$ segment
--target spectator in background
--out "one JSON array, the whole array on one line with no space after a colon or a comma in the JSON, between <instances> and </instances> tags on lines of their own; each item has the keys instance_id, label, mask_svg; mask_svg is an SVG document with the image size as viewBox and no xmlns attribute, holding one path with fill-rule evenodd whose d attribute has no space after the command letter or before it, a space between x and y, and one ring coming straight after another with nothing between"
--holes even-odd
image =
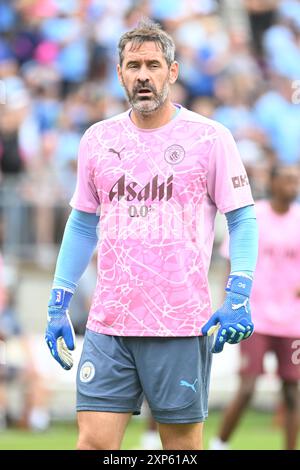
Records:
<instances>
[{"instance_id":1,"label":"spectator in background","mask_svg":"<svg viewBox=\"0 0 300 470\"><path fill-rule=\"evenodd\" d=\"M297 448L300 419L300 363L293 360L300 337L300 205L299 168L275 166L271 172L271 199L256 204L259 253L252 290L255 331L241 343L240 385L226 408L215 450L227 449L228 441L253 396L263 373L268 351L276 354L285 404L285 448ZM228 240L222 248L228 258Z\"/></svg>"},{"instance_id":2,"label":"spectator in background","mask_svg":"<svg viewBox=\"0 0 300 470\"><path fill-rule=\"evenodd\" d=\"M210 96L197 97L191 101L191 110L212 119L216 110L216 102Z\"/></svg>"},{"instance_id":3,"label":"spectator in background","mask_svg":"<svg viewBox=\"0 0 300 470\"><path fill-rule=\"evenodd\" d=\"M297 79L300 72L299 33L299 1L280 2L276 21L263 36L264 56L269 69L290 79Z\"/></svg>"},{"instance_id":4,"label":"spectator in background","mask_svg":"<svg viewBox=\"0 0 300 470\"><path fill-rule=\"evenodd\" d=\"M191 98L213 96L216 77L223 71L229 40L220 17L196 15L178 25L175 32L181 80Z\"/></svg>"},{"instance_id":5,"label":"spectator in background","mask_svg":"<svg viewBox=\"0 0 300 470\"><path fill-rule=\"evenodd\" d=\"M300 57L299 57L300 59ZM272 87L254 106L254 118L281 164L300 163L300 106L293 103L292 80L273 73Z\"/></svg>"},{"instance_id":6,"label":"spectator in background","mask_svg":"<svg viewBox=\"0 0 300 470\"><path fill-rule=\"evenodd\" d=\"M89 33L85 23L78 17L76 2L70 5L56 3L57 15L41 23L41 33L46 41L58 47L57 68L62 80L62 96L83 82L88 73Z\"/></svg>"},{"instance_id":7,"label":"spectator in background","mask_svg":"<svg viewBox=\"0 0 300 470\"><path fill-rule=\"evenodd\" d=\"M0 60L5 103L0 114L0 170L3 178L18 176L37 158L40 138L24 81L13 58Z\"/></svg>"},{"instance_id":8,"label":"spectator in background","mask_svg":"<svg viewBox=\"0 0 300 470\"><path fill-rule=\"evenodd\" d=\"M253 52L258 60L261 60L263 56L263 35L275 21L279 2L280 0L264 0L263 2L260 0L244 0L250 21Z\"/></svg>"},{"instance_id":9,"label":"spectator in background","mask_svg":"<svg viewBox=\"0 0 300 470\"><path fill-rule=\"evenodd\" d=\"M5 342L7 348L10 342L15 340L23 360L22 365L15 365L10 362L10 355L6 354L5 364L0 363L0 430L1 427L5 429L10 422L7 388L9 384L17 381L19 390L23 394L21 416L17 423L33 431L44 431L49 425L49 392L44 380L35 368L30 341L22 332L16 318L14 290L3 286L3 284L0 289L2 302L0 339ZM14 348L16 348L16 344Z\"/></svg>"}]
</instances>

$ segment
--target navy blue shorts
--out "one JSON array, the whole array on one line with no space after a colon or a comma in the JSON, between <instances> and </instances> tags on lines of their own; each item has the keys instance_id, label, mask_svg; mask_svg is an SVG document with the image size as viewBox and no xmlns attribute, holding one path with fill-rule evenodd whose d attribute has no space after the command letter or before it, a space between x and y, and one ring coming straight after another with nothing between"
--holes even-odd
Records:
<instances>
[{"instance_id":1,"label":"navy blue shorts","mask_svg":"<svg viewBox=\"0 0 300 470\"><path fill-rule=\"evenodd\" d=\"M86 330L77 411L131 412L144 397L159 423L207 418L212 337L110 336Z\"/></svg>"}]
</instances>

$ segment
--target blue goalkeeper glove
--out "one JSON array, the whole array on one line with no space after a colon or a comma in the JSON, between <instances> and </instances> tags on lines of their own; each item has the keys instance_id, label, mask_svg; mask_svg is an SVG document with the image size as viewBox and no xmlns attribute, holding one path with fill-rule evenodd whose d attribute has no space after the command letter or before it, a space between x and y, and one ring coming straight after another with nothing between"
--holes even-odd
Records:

:::::

Aim of the task:
Produce exactly the lines from the one containing "--target blue goalkeeper glove" through the final line of the records above, both included, and no others.

Reply to the exercise:
--target blue goalkeeper glove
--out "one JSON array, the whole array on one line with no space after a colon or a comma in the JSON, between <instances> and </instances> tags on lines of their own; each item has the keys instance_id, label, mask_svg; mask_svg is an SVG document with the image size as viewBox and no xmlns attribute, holding one path with fill-rule evenodd whose d attribute has no space after the command letter or before it, a space between x and y, and one ring coming straight after another with nothing between"
--holes even-odd
Records:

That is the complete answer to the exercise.